● **Short problem**: Scale the answer coordinates by 1.4. Write out all of the lines below again, requests included, multiplying every x and y value in the answers by 1.4 and rounding to whole numbers with halves going up, while leaving the requests and their format samples unchanged.

● **Listed entries**:

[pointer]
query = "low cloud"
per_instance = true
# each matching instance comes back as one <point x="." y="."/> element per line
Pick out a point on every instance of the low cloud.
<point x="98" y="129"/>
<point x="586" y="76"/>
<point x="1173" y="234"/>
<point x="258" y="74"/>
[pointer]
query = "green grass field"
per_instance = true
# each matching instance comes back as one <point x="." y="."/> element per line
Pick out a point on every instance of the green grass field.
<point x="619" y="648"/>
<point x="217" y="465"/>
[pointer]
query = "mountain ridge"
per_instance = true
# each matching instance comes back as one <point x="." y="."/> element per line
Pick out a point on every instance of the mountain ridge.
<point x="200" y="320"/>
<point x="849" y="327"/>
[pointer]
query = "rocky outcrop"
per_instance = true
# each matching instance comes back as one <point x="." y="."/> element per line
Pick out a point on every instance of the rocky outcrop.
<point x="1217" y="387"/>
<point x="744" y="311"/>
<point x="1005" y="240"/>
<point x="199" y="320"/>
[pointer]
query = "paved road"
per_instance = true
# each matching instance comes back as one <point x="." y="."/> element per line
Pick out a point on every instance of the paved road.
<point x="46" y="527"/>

● **Output of the task**:
[pointer]
query = "low cloud"
per_instance = true
# each matching instance comes back as one <point x="." y="."/> element per line
Pick out a point on every instance of the low cloud.
<point x="137" y="181"/>
<point x="820" y="106"/>
<point x="1642" y="328"/>
<point x="361" y="104"/>
[pointer]
query = "green grass field"
per_instance = true
# each matching instance comes back as one <point x="." y="."/> element per line
Pick out a point on every instance of the green grass field.
<point x="867" y="907"/>
<point x="304" y="651"/>
[pointer]
query = "mountain ridge"
per_instance = true
# each matching instance comes back as one <point x="." y="."/> element per line
Pick out a point on every instance of the mountain ridge.
<point x="280" y="448"/>
<point x="1189" y="458"/>
[pointer]
query = "rocky outcrop"
per_instance = true
# each matching instance comes back as one <point x="." y="."/> element per line
Pick out a point on every instance of the rocky outcrop.
<point x="1704" y="542"/>
<point x="1042" y="435"/>
<point x="1407" y="336"/>
<point x="279" y="448"/>
[pointer]
query = "paved road"
per_instance = true
# each matching instance comes back as one <point x="." y="."/> element per line
Pick out a point on every instance of the paved road.
<point x="64" y="738"/>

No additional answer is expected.